• _PASSAGE GIVEN_:
* START *
79

Some time ago, I've blogged about a Java 8 functional way of calculating fibonacci numbers recursively, with a ConcurrentHashMap cache and the new, useful computeIfAbsent() method:

import java.util.Map;
import java.util.concurrent.ConcurrentHashMap;

public class Test {
    static Map<Integer, Integer> cache = new ConcurrentHashMap<>();

    public static void main(String[] args) {
        System.out.println(
            "f(" + 8 + ") = " + fibonacci(8));
    }

    static int fibonacci(int i) {
        if (i == 0)
            return i;

        if (i == 1)
            return 1;

        return cache.computeIfAbsent(i, (key) -> {
            System.out.println(
                "Slow calculation of " + key);

            return fibonacci(i - 2) + fibonacci(i - 1);
        });
    }
}

I chose ConcurrentHashMap because I was thinking of making this example even more sophisticated by introducing parallelism (which I didn't in the end).

Now, let's increase the number from 8 to 25 and observe what happens:

        System.out.println(
            "f(" + 25 + ") = " + fibonacci(25));

The program never halts. Inside the method, there's a loop that just runs forever:

for (Node<K,V>[] tab = table;;) {
    // ...
}

I'm using:

C:\Users\Lukas>java -version
java version "1.8.0_40-ea"
Java(TM) SE Runtime Environment (build 1.8.0_40-ea-b23)
Java HotSpot(TM) 64-Bit Server VM (build 25.40-b25, mixed mode)

Matthias, a reader of that blog post also confirmed the issue (he actually found it).

This is weird. I would have expected any of the following two:

  • It works
  • It throws a ConcurrentModificationException

But just never halting? That seems dangerous. Is it a bug? Or did I misunderstand some contract?

Lukas Eder
  • 211,314
  • 129
  • 689
  • 1,509

3 Answers3

63

This is of course a "feature". The ConcurrentHashMap.computeIfAbsent() Javadoc reads:

If the specified key is not already associated with a value, attempts to compute its value using the given mapping function and enters it into this map unless null. The entire method invocation is performed atomically, so the function is applied at most once per key. Some attempted update operations on this map by other threads may be blocked while computation is in progress, so the computation should be short and simple, and must not attempt to update any other mappings of this map.
* END *
• _DIRECTIVES_:
1. In the thread about computeIfAbsent, why did the author pick ConcurrentHashMap for the cache? Explain in one to three sentences.
2. Quote the computeIfAbsent thread between "Java(TM) SE Runtime" and "actually found it).", inclusive.
3. Rewrite the paragraph of the computeIfAbsent thread that starts "If the specified key is not already associated" as a short bulleted list that keeps its main facts.
The rows after this point were taken from a different source.

(Stored items)
* START *
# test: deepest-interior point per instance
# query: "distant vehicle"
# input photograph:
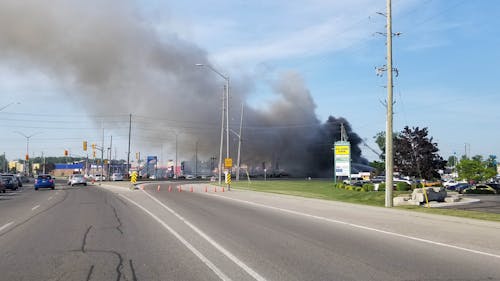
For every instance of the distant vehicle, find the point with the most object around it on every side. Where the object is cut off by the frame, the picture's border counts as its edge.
(459, 187)
(116, 177)
(98, 177)
(10, 181)
(76, 180)
(19, 181)
(482, 189)
(44, 181)
(450, 183)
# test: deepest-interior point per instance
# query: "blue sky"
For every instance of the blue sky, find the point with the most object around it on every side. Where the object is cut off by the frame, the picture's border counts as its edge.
(447, 57)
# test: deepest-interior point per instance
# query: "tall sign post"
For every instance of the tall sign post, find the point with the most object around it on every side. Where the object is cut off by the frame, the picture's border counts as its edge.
(228, 164)
(342, 160)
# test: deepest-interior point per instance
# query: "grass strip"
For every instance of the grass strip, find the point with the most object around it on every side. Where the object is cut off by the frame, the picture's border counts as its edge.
(322, 189)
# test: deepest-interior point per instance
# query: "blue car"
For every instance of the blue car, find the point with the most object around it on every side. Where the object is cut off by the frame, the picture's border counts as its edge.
(44, 181)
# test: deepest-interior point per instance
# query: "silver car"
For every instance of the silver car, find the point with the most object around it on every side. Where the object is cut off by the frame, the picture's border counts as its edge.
(77, 179)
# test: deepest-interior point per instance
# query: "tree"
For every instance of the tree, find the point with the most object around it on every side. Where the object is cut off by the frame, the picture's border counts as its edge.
(416, 155)
(476, 169)
(379, 167)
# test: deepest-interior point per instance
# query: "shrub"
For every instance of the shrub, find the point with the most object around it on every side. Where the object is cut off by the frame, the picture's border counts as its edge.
(340, 185)
(369, 187)
(402, 186)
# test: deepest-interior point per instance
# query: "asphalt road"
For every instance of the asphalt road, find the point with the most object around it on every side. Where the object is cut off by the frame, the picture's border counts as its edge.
(488, 204)
(112, 233)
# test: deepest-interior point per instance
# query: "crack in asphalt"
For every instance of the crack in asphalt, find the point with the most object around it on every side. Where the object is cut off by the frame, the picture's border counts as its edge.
(84, 242)
(134, 277)
(89, 275)
(35, 215)
(119, 267)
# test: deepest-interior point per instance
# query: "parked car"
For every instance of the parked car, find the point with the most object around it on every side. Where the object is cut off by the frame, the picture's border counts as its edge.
(116, 177)
(98, 177)
(2, 187)
(10, 181)
(76, 180)
(460, 187)
(482, 189)
(44, 181)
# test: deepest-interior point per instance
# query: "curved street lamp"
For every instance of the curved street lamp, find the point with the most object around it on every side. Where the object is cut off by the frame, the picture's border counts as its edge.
(226, 78)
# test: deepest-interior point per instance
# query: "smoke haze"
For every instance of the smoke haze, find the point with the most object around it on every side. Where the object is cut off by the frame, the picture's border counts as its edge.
(104, 53)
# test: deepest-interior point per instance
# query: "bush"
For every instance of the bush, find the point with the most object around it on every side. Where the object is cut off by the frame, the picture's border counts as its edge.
(479, 191)
(402, 186)
(369, 187)
(340, 185)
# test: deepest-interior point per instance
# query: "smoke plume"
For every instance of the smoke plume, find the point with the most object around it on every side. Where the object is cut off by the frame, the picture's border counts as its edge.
(104, 53)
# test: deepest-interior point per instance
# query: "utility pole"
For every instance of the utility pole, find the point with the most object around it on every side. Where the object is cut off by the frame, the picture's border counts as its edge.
(175, 171)
(102, 154)
(110, 155)
(196, 160)
(43, 157)
(389, 154)
(129, 135)
(239, 146)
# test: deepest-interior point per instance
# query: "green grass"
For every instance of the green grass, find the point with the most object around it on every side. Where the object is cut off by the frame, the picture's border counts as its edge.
(325, 190)
(314, 189)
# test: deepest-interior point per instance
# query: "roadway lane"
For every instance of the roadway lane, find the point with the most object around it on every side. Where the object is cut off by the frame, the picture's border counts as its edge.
(285, 246)
(89, 233)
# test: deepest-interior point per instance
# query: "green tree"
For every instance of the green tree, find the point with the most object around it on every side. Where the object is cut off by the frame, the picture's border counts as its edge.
(476, 169)
(416, 155)
(379, 167)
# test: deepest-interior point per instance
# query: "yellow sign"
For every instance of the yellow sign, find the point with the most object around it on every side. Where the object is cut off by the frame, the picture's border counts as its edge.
(228, 162)
(342, 150)
(133, 177)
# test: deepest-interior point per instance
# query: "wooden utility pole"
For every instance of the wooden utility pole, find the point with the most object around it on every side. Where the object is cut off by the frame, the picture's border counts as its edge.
(389, 155)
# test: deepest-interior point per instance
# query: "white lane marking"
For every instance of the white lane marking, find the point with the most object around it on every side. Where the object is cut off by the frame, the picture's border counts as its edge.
(6, 225)
(205, 260)
(364, 227)
(232, 257)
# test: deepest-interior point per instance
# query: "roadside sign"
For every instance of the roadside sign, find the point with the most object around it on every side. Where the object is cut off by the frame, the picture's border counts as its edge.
(342, 159)
(228, 162)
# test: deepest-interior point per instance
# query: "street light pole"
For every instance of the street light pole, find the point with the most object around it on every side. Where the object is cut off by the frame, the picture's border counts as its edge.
(226, 107)
(27, 148)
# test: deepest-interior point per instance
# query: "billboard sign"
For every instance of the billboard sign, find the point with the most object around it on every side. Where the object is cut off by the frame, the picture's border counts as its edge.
(342, 158)
(152, 160)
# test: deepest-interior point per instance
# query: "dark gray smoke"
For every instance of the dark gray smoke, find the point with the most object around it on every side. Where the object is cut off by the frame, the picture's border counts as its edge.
(102, 53)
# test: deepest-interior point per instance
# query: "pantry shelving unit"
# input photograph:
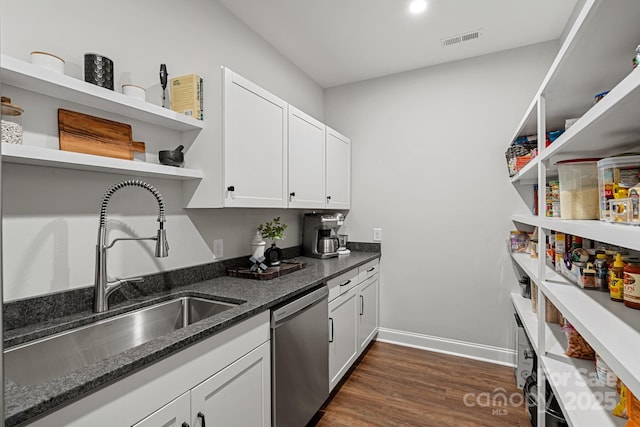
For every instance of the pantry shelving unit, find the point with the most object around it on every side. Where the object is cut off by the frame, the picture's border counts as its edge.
(24, 75)
(594, 57)
(585, 403)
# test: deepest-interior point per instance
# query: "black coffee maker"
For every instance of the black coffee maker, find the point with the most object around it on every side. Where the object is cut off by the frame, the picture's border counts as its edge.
(319, 236)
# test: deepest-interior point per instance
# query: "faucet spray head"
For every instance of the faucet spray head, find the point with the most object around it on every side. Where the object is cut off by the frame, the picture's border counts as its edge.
(162, 246)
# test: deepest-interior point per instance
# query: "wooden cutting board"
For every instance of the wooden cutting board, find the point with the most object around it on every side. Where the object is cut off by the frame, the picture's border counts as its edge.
(86, 134)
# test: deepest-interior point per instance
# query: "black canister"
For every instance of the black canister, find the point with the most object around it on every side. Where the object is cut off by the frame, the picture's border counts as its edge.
(98, 70)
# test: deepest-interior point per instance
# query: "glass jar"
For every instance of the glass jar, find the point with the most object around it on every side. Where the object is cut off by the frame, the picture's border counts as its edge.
(11, 121)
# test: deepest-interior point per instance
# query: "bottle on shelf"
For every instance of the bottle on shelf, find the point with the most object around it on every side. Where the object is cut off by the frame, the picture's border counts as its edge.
(632, 285)
(602, 272)
(616, 279)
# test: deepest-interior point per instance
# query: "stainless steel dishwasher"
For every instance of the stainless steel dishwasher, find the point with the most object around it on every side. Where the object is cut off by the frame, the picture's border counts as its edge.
(300, 359)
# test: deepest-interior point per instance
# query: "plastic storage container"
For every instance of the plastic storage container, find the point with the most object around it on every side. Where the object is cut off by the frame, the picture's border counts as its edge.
(618, 179)
(578, 189)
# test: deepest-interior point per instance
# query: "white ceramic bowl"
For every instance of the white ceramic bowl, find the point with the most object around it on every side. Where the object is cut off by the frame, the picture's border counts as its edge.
(134, 91)
(48, 61)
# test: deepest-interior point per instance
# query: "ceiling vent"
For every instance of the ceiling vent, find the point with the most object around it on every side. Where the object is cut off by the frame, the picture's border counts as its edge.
(460, 38)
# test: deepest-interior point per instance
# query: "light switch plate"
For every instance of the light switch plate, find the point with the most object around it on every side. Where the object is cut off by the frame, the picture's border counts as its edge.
(218, 248)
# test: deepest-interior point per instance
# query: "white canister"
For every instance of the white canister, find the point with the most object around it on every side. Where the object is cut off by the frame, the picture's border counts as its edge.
(11, 121)
(48, 61)
(604, 374)
(257, 246)
(134, 92)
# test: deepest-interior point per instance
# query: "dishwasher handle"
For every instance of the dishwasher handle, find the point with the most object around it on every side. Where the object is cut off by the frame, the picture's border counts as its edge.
(282, 313)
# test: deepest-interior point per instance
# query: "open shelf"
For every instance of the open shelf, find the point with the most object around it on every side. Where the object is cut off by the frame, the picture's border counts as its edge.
(590, 60)
(594, 57)
(24, 75)
(572, 380)
(37, 156)
(613, 119)
(627, 236)
(611, 328)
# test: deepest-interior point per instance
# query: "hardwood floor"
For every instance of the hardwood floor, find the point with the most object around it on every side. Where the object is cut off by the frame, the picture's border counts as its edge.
(400, 386)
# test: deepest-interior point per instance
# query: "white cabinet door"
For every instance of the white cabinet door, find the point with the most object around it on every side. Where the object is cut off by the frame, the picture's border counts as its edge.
(343, 336)
(176, 413)
(239, 395)
(338, 171)
(306, 161)
(368, 311)
(254, 145)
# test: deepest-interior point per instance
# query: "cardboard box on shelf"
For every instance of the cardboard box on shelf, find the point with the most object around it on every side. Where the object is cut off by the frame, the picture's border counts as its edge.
(186, 96)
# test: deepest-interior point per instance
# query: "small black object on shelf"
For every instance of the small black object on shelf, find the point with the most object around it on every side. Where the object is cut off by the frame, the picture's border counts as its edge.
(172, 157)
(98, 70)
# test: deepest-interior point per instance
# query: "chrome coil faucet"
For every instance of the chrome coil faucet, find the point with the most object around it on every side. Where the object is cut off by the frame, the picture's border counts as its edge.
(103, 288)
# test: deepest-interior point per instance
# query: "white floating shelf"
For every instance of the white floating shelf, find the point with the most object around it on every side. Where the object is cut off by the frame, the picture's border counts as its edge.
(24, 75)
(572, 380)
(613, 119)
(37, 156)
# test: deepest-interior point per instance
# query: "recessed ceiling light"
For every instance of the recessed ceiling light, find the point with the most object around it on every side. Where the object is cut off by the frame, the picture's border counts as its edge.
(417, 6)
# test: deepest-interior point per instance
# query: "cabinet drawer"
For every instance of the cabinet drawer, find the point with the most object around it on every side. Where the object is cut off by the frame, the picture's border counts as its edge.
(341, 284)
(368, 270)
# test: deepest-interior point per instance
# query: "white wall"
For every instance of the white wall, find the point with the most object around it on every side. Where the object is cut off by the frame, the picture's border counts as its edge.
(429, 168)
(50, 216)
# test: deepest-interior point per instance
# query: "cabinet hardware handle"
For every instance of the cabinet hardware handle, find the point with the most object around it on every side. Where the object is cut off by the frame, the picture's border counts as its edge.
(331, 320)
(201, 415)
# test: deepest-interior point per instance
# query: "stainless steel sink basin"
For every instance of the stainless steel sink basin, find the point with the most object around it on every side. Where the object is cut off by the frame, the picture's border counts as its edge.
(38, 361)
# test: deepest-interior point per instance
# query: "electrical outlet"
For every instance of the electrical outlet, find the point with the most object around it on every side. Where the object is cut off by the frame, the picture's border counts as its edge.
(218, 248)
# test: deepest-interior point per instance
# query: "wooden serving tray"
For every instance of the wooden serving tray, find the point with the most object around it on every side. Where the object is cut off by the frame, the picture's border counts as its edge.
(284, 268)
(86, 134)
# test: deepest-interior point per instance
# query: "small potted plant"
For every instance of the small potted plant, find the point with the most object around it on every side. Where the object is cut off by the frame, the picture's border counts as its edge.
(274, 231)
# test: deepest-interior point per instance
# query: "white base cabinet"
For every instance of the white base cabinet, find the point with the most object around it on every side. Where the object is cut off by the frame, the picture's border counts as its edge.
(353, 317)
(173, 414)
(368, 312)
(343, 335)
(226, 378)
(239, 395)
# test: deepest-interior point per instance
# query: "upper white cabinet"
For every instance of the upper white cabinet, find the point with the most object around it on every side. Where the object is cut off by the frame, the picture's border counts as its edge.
(338, 170)
(306, 161)
(254, 145)
(276, 156)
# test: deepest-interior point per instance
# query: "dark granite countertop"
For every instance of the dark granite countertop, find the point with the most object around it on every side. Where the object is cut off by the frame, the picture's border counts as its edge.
(25, 402)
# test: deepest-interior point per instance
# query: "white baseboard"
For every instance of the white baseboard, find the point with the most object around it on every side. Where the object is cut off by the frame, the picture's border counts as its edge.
(485, 353)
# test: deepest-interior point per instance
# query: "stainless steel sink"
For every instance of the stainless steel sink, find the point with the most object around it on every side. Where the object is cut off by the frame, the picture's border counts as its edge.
(38, 361)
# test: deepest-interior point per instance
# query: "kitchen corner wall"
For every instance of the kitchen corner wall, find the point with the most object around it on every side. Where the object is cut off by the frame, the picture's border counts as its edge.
(429, 169)
(50, 216)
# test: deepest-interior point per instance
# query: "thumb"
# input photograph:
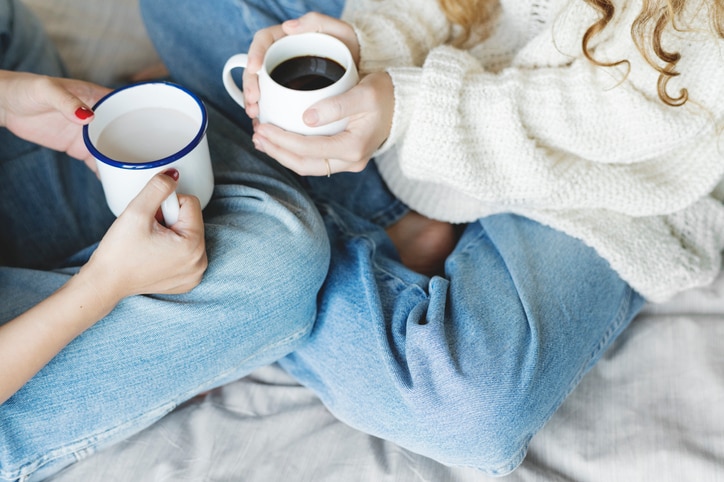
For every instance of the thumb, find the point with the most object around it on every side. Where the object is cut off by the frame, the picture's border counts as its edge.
(74, 109)
(158, 188)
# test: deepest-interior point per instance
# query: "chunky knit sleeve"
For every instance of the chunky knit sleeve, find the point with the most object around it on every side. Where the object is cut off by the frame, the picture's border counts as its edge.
(552, 130)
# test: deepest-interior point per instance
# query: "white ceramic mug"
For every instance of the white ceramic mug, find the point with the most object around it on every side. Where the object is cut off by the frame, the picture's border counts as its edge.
(284, 106)
(145, 128)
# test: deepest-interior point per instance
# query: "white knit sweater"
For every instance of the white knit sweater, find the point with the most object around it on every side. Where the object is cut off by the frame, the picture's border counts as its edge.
(523, 123)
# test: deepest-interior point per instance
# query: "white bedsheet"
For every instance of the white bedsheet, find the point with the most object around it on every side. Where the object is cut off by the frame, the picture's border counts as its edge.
(651, 410)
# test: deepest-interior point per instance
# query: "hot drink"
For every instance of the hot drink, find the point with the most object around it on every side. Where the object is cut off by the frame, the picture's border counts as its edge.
(308, 72)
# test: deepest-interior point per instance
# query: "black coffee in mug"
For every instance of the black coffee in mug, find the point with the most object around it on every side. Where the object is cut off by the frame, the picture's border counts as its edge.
(308, 72)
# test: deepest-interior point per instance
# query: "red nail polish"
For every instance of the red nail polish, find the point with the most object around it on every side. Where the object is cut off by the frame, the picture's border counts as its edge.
(83, 113)
(172, 173)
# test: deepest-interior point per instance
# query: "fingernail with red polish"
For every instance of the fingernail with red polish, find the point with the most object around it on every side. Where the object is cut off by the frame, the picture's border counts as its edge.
(172, 173)
(83, 113)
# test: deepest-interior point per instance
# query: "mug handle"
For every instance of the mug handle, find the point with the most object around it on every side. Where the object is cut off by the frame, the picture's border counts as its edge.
(235, 61)
(170, 209)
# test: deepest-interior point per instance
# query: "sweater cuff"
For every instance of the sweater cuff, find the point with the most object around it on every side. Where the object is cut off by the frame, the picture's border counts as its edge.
(406, 82)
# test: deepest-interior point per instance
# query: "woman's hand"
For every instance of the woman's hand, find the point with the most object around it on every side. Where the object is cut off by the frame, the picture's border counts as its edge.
(311, 22)
(138, 255)
(49, 111)
(369, 106)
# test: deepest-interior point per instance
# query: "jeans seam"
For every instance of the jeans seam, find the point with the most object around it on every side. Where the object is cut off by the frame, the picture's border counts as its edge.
(618, 320)
(86, 446)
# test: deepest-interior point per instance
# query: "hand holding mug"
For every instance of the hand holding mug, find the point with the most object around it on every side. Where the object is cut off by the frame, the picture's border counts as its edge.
(285, 75)
(146, 128)
(49, 111)
(139, 256)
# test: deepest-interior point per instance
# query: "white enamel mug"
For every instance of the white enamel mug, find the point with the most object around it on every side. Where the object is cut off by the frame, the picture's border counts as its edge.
(146, 128)
(283, 106)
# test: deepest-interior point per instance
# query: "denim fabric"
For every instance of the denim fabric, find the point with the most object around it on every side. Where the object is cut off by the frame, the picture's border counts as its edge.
(268, 256)
(186, 28)
(464, 368)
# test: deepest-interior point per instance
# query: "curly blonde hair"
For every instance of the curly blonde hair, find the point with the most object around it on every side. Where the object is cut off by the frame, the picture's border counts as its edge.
(656, 16)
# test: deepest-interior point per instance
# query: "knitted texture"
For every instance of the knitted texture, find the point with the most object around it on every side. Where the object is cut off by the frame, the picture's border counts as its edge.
(521, 122)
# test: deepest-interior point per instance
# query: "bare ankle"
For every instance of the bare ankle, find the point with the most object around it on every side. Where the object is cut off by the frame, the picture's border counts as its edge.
(423, 243)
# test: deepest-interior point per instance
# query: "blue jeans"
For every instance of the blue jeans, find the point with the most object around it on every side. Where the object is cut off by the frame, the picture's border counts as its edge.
(268, 256)
(464, 368)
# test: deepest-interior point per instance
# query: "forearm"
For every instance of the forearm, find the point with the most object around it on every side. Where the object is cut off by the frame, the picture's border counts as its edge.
(30, 341)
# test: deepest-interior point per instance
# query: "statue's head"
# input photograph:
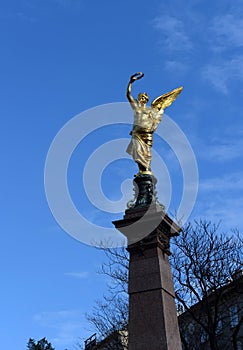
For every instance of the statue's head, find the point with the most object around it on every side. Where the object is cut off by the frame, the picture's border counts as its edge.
(143, 97)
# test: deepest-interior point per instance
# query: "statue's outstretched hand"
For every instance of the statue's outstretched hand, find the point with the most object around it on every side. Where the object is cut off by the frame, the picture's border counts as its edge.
(136, 76)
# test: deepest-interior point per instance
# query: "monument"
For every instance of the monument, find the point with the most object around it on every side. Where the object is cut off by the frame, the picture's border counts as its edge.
(152, 313)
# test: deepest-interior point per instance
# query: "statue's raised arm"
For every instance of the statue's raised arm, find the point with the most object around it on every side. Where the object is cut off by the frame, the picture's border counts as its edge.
(133, 78)
(146, 120)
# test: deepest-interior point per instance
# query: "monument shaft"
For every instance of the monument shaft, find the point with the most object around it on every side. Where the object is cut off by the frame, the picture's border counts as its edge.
(152, 313)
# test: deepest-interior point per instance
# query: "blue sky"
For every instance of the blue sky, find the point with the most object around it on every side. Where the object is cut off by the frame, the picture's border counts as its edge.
(61, 57)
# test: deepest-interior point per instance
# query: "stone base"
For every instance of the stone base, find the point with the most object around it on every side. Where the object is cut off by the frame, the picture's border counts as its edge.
(152, 313)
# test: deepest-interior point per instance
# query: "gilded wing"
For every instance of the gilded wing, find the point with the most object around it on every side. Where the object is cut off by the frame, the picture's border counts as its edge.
(166, 100)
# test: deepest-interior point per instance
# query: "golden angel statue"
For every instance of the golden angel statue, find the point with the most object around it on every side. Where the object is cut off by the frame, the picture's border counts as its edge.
(146, 121)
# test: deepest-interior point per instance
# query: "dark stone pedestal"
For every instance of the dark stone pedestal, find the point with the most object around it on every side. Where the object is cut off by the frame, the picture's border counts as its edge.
(152, 312)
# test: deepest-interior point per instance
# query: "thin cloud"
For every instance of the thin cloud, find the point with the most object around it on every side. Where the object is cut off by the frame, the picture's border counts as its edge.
(80, 275)
(222, 152)
(172, 32)
(221, 74)
(224, 183)
(227, 30)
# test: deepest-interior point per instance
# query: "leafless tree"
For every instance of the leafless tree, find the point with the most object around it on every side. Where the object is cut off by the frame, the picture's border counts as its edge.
(204, 263)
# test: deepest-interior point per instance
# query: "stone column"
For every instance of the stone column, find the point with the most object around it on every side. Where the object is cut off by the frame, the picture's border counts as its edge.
(152, 312)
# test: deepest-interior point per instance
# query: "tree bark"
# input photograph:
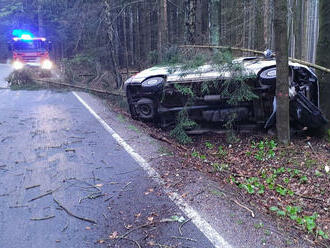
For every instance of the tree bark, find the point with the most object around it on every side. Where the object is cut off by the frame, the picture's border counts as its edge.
(191, 21)
(282, 71)
(163, 28)
(323, 55)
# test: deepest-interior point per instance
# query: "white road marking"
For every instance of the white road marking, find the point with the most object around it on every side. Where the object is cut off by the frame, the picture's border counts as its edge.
(215, 238)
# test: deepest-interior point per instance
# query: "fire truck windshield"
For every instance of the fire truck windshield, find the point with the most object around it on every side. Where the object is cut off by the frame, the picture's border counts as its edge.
(23, 45)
* END *
• _THE SOLUTIONS_:
1. The author picked ConcurrentHashMap because of a plan to make the example more sophisticated by introducing parallelism. That plan was dropped in the end.

2.
Java(TM) SE Runtime Environment (build 1.8.0_40-ea-b23)
Java HotSpot(TM) 64-Bit Server VM (build 25.40-b25, mixed mode)

Matthias, a reader of that blog post also confirmed the issue (he actually found it).

3.
- If the key has no value yet, the method tries to compute one with the given mapping function and adds it to the map, unless the result is null.
- The whole call is performed atomically, so the function is applied at most once per key.
- While the computation is in progress, some update attempts by other threads may be blocked.
- The computation should therefore be short and simple, and it must not try to update any other mappings of the map.